» **Task inputs**
○ ○ ○
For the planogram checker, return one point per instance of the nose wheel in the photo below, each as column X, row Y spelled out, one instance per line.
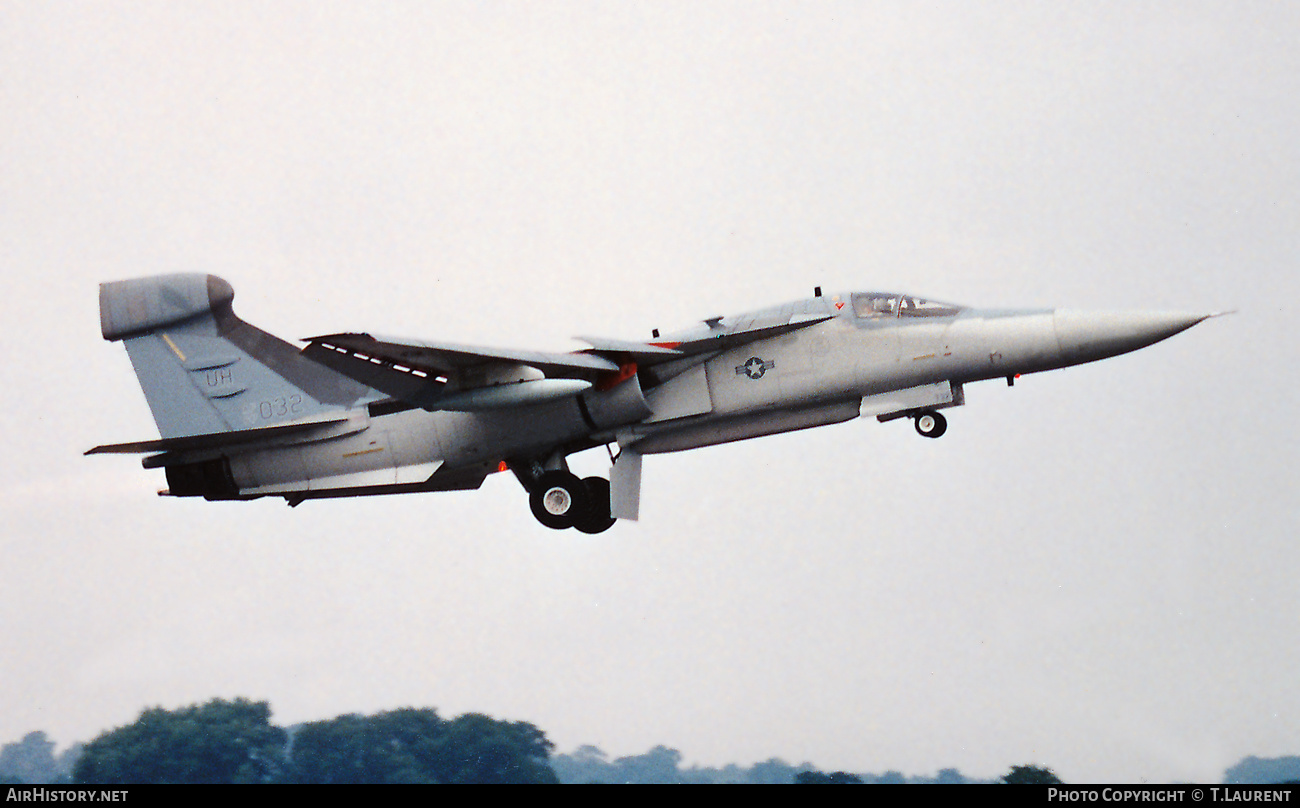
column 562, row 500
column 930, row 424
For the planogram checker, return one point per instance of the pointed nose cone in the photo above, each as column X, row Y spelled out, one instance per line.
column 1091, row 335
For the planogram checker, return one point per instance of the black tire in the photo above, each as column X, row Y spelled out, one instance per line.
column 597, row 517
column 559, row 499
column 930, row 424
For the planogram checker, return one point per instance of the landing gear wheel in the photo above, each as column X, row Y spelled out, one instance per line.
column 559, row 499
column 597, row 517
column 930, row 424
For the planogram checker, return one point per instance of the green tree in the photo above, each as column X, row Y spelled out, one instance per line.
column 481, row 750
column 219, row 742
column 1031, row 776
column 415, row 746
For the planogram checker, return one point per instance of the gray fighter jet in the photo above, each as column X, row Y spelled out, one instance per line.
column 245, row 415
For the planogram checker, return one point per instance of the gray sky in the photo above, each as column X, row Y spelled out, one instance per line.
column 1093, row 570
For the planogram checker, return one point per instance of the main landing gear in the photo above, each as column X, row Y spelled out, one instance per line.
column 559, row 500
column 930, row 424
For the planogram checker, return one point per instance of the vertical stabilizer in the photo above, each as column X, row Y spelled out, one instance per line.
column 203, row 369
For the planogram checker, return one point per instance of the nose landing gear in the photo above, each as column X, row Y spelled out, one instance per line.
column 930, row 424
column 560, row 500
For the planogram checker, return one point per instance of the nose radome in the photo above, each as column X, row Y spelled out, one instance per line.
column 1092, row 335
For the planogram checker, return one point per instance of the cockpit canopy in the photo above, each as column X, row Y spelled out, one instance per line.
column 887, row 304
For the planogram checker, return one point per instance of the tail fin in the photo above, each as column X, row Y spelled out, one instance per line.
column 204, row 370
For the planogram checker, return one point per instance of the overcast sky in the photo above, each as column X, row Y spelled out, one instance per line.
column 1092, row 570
○ ○ ○
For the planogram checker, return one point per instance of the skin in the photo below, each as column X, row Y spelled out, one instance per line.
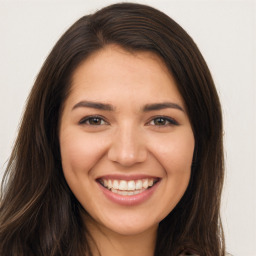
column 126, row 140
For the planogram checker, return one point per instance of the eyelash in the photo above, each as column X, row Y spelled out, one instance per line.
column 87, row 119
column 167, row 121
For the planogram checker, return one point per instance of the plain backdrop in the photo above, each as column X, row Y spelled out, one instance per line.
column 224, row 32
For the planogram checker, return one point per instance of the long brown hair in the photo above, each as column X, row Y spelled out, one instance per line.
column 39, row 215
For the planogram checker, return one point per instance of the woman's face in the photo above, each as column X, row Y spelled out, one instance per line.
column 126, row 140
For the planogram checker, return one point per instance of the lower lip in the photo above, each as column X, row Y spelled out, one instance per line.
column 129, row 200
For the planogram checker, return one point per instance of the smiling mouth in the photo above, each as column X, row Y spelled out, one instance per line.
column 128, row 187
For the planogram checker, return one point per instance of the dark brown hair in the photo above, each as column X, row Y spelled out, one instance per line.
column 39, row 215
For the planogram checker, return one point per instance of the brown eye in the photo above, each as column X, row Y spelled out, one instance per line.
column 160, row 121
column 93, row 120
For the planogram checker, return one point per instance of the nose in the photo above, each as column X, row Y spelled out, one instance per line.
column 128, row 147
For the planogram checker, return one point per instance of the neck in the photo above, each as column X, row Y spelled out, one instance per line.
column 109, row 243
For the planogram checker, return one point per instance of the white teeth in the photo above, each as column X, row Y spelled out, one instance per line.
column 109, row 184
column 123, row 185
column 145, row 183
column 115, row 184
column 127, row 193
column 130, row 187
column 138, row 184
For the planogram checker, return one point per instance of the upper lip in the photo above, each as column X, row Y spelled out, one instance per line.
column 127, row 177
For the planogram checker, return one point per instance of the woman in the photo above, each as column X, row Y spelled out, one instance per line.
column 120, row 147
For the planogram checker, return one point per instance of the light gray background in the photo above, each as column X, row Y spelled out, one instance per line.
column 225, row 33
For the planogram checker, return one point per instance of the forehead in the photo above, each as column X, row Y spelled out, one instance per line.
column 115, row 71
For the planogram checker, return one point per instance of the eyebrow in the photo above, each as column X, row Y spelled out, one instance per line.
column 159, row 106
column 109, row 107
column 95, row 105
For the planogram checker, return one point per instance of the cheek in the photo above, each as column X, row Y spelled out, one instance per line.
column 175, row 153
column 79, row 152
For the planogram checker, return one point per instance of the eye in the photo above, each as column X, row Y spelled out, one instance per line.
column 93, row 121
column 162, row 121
○ ○ ○
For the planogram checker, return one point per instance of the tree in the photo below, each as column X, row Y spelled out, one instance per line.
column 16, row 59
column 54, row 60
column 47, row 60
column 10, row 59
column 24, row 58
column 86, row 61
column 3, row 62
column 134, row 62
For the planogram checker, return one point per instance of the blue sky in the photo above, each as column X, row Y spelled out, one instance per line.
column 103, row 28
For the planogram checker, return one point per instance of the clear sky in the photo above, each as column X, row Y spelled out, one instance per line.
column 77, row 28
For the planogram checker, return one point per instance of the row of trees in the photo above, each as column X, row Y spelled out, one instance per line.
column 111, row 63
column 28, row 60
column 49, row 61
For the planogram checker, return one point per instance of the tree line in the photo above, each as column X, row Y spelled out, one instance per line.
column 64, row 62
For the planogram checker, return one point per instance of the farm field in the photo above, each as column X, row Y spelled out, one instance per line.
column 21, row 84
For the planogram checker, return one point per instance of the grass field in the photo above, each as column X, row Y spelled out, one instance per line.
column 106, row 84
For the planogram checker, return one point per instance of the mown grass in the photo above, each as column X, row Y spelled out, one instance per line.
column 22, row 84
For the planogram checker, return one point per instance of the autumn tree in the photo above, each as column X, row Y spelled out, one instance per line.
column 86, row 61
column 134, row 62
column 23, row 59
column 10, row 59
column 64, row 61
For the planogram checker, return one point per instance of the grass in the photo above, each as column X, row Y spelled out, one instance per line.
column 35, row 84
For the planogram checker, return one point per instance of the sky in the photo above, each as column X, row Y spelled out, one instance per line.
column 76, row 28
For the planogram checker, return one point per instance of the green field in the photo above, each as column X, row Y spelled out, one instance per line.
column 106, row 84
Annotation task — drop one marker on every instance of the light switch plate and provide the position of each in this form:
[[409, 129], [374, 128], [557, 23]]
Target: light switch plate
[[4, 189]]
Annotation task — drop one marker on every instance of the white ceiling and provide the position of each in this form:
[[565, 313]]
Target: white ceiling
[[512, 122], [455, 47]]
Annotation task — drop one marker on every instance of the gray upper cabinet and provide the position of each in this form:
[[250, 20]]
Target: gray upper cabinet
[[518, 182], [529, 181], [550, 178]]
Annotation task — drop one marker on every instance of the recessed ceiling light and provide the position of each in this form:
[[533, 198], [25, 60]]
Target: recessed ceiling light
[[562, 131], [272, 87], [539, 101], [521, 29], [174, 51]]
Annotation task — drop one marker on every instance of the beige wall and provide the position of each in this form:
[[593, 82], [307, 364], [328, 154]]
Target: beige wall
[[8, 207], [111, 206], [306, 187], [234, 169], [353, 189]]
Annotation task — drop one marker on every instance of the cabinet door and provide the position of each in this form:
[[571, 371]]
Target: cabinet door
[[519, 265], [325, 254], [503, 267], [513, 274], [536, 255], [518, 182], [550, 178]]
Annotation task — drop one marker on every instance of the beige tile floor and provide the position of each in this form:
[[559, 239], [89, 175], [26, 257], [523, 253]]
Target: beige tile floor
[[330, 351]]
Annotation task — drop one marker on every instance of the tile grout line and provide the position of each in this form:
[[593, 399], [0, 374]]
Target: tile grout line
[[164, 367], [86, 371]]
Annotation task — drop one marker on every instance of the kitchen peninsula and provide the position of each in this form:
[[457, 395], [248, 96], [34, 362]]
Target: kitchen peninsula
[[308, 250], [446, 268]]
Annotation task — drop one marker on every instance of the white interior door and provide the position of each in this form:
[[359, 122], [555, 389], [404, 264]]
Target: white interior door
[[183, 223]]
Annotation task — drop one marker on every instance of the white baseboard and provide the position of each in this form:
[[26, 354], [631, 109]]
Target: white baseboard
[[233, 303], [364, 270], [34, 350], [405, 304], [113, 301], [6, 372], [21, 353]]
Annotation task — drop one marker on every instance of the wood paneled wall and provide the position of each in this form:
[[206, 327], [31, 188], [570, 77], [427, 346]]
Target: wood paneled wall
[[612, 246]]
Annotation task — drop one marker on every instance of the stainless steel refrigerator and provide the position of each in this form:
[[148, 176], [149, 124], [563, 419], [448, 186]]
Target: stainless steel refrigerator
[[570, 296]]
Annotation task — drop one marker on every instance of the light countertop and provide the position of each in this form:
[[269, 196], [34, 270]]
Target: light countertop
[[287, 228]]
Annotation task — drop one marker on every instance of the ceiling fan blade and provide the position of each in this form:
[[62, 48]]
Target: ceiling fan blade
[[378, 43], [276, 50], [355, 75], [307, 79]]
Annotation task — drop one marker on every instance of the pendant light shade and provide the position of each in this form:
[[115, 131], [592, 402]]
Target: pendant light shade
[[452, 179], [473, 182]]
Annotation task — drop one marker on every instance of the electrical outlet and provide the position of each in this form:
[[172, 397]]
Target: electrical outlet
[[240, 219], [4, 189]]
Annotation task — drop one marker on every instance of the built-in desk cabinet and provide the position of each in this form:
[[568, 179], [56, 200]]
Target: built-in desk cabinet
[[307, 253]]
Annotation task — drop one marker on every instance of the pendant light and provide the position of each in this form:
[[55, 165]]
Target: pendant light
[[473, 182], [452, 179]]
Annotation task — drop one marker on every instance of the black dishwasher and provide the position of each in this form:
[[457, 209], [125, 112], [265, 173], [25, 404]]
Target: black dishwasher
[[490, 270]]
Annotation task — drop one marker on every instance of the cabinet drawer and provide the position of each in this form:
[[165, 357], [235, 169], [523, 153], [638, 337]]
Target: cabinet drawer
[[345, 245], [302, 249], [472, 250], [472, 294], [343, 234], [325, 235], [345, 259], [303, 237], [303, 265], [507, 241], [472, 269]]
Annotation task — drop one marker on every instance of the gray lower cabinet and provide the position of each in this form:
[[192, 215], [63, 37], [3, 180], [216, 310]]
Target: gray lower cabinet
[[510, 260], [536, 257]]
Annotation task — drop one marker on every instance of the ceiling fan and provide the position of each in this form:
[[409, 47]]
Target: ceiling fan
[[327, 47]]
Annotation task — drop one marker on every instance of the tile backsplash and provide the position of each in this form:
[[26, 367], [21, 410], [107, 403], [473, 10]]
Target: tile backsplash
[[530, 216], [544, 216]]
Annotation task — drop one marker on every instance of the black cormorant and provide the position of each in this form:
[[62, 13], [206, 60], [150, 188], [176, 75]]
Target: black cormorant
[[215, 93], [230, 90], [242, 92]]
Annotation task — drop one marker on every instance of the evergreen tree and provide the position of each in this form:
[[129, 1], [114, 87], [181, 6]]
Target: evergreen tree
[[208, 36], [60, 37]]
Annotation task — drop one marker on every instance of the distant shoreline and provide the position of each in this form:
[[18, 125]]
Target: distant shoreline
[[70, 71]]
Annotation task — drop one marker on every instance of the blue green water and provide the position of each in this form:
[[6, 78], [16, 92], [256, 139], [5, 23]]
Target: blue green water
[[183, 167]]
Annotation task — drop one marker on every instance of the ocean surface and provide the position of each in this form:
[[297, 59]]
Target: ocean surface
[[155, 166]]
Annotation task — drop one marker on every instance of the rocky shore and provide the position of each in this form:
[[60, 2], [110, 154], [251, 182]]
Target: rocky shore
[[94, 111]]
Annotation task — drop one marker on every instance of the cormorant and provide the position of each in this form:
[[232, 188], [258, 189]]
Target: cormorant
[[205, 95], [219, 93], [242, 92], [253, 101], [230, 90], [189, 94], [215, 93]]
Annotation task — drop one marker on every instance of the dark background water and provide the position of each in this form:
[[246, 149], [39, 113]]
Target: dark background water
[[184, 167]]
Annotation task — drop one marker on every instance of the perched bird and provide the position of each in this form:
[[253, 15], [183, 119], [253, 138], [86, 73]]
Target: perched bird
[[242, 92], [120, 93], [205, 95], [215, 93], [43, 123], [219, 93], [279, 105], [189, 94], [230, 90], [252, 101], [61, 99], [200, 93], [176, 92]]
○ ○ ○
» **What to produce**
Arrange the items above as a numbered list, starting at the line that contains "of the built-in" and ending at the line that contains "[[215, 93], [230, 90], [242, 92]]", with both of those lines included. Leave out any blank lines, and list only the lines in that stretch.

» **Answer to the exercise**
1. Annotation task — drop one marker on every instance of the built-in desk cabinet and provide the position of each in this form:
2. [[568, 179], [56, 200]]
3. Target: built-in desk cabinet
4. [[307, 253]]
5. Annotation task — drop one marker on every instance of the pendant light and provide the position of each in this form:
6. [[55, 165]]
7. Target: pendant light
8. [[473, 182], [452, 179]]
9. Annotation task — drop one marker on every instance of the black dishwasher and provide the position of each in this form:
10. [[457, 209], [125, 112], [265, 173], [25, 404]]
11. Target: black dishwasher
12. [[490, 270]]
13. Annotation task — drop one marker on every instance of the cabinet drawer and provide the position of each in this form:
14. [[165, 357], [235, 169], [523, 153], [638, 337]]
15. Target: cabinet drawer
16. [[345, 245], [302, 249], [472, 250], [472, 294], [343, 234], [325, 235], [345, 259], [303, 237], [303, 265], [507, 241], [472, 269]]
17. Annotation task — drop one marker on every instance of the gray lower cabinet and provide the position of each in this form:
18. [[192, 215], [63, 37], [3, 180], [216, 310]]
19. Target: gray lower cabinet
20. [[510, 260], [536, 257]]
21. Annotation task — drop one marker on every instance of the ceiling fan and provide the position of each in this form:
22. [[409, 47]]
23. Target: ceiling fan
24. [[327, 47]]
25. Annotation task — drop one marker on every instance of the tile backsplash and provide the position of each in this form:
26. [[26, 367], [21, 410], [107, 403], [473, 10]]
27. Target: tile backsplash
28. [[530, 216], [544, 216]]
29. Annotation task — drop one marker on every instance of the black cormorant and provide the position of each in this form:
30. [[62, 13], [206, 60], [150, 188], [176, 75]]
31. Target: black cormorant
32. [[215, 93], [230, 90], [242, 92]]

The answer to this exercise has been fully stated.